• Work to be completed
Replace every "white tower" with "pale tower" in the material below, and reproduce the lines with everything else unchanged.

• Provided records

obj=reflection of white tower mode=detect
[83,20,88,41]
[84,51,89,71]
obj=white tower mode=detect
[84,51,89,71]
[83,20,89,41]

• Exercise output
obj=reflection of pale tower mode=detect
[83,20,88,41]
[84,51,89,71]
obj=pale tower mode=detect
[84,51,89,71]
[83,20,89,41]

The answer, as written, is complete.